> **Excerpted passage**:
* * * * *
In honor of John and in hopes that he recovers fully from covid-19 and is released from the hospital soon, I'm going to post here one chapter a day from that writing, along with a YouTube clip of John singing the song that inspired it (as long as a YouTube clip exists of it).
I have no doubt John's songs have written millions of folks' experiences. These are mine.
John Prine, You Wrote My Life
a life unstuck in time (to borrow a phrase from Kurt Vonnegut, Jr),
so this story can go on and on in dis-order, added to at any time the whim (or need) arises
Chapter 4
Donald & Lydia©
----John Prine
There were spaces between Donald and whatever he said
Strangers had forced him to live in his head
But dreaming just comes natural
Like the first breath from a baby
Like sunshine feeding daisies
Like the love hidden deep in your heart
"Stand in line to get a ticket! Stand in line to ride the ride! Stand in line to get a beer! I'll probably have to stand in line to get kicked out of this f#@king park!"
My friend Randy didn't much enjoy crowds. In fact, he didn't much enjoy any group of people numbering more than five. I don't know what made him go along with us in the first place on that trip to the amusement park. He wasn't very amused. The whole way there, he kept grousing about how I made him go, and kept referring to me as the group's "Social Enforcer".
Our group was a crew of railroad flat neighbors from North Beach in San Francisco. We were all in our late 20's, all single, and all pretty much living by a great deal of grace and very few wits. Normally, Randy wasn't so vitriolic in his discourse. In fact, he rarely spoke in the presence of more than one other person. He told me one time that he just felt so unlike everyone else, and that every time he said something, people looked at him like he was speaking a foreign language - one from another planet. So he just quit talking. I know now what he meant - I feel that way in the presence of most people.
* * * * *
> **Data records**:

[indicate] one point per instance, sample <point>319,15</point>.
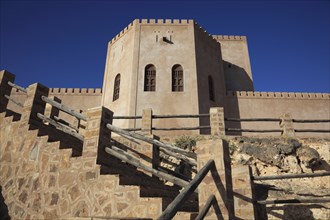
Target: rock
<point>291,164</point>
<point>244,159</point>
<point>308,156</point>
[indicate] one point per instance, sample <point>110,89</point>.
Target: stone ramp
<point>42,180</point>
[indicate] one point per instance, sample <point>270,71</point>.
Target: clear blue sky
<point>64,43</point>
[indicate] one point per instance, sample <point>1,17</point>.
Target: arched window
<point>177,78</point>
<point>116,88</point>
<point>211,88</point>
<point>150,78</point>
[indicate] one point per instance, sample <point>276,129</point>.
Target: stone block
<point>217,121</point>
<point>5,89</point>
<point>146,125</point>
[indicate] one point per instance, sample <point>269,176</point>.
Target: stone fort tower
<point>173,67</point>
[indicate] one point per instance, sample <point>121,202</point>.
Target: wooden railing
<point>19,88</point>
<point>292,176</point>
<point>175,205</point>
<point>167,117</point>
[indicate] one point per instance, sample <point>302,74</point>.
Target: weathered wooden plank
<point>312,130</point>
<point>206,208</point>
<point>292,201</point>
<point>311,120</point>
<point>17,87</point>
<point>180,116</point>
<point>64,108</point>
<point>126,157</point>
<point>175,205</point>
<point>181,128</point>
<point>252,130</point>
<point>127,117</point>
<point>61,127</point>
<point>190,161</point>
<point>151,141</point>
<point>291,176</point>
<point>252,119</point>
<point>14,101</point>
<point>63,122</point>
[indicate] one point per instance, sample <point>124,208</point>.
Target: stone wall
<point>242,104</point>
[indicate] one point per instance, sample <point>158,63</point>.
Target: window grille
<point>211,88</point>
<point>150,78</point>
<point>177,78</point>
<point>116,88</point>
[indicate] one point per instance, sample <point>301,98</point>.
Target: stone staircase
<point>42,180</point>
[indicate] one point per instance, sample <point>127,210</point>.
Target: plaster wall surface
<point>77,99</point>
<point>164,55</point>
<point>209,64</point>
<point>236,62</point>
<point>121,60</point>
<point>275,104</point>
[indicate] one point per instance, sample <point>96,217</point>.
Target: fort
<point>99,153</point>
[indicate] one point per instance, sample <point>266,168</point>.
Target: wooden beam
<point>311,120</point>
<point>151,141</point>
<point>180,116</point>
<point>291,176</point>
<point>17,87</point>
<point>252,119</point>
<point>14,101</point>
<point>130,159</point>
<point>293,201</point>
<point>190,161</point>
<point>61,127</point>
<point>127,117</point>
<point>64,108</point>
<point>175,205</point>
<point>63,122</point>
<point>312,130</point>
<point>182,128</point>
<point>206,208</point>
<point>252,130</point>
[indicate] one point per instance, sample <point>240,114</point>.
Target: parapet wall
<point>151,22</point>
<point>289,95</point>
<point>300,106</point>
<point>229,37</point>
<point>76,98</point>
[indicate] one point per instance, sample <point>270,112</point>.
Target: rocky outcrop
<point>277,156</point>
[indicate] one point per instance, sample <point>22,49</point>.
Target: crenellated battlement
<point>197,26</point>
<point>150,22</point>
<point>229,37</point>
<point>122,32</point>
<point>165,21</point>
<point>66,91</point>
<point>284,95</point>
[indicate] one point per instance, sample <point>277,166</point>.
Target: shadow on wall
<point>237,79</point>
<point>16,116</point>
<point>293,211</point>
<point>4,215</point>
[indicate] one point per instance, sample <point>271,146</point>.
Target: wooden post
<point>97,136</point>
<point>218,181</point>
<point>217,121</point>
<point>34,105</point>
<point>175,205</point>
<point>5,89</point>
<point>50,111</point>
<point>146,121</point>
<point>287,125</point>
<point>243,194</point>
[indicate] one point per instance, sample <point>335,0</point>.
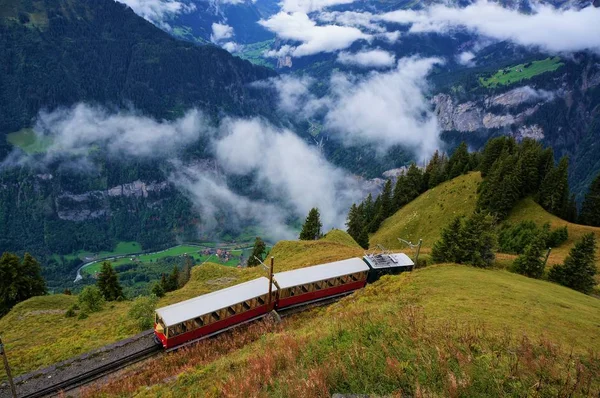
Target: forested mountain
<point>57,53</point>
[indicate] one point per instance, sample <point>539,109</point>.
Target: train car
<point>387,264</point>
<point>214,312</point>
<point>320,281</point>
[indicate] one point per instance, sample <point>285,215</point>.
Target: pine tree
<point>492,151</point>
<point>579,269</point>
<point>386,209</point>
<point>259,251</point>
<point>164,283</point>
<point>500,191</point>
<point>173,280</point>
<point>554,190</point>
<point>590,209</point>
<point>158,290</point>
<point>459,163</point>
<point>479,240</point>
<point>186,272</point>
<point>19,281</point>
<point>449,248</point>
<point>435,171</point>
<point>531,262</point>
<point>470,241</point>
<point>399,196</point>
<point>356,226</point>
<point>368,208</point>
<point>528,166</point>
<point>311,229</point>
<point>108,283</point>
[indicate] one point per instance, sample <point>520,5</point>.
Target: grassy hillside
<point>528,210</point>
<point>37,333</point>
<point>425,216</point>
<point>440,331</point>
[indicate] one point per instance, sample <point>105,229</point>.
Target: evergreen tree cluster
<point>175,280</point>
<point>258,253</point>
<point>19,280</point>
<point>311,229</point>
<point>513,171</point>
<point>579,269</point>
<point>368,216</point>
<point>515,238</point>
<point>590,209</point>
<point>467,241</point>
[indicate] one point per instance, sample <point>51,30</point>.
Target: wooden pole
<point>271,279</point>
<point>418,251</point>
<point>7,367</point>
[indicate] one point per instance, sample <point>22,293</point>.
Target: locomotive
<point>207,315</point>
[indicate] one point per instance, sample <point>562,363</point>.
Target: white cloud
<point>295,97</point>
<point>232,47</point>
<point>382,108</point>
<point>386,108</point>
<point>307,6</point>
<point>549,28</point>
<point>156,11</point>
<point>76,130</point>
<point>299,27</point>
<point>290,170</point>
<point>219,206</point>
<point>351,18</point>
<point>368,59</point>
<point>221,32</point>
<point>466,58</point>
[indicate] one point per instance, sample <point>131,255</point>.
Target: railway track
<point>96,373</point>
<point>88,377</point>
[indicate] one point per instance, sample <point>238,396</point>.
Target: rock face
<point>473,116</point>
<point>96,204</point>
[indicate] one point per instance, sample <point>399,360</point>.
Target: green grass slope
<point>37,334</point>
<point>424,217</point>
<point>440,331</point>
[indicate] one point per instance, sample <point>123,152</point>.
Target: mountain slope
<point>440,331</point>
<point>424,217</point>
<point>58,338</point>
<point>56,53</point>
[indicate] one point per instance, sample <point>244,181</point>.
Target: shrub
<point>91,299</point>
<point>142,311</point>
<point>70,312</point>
* * * * *
> **Parts of the exercise**:
1 > Decide whether each statement agrees with the John Prine memoir excerpt: (a) Randy liked being in groups of more than five people; (b) the group of neighbors came from North Beach in San Francisco; (c) Randy called the narrator the group's "Social Enforcer." Answer yes or no for each, quoting the words of the excerpt that settle it.
2 > Go on with the John Prine memoir excerpt, picking up after its final sentence.
The rows have no connection to the John Prine memoir excerpt.

> **Written responses**:
1 >
(a) No: "he didn't much enjoy any group of people numbering more than five."
(b) Yes: "a crew of railroad flat neighbors from North Beach in San Francisco."
(c) Yes: "kept referring to me as the group's "Social Enforcer"."

2 >
In Randy's case, part of the problem may have been the 18 hits of acid his high school "buddies" slipped into his drink one night. They had to deliver him to his grandmother's where he stayed for two weeks - incoherent. When he came back to "normal", nothing else ever was. It seems like a person's mind can only go so far out before the whole of reality assumes new precepts. A friend of mine said one time that going "outside the box" should make it a little easier to live within the box, once you came back. I don't think that's true at all. It makes it harder. But at least then you know why you're unhappy - you see the smallness of the box.
Before we went to the amusement park, two of the other guys had promised to help move some heavy furniture for another friend of theirs. Randy and I were to go pick them up in a downtown San Francisco neighborhood. Randy didn't have a car, which makes sense in San Francisco, where parking is virtually non-existent and the bus system is fair. I did have one, however - a car I had gotten essentially free from my mother in rural Missouri and driven back to S.F. Not exactly a "city car" - it was a 1974 Ford Thunderbird - the year they made them as big as a tanker (in fact, the folks back in S.F. began to refer to it as "The Tuna Boat" - my boss one time suggested I park it on the street in front of my apartment and rent it out as an extra room). Maneuvering crowded, hilly streets was only half of the problem - the rest was trying to find a place to park the darned thing.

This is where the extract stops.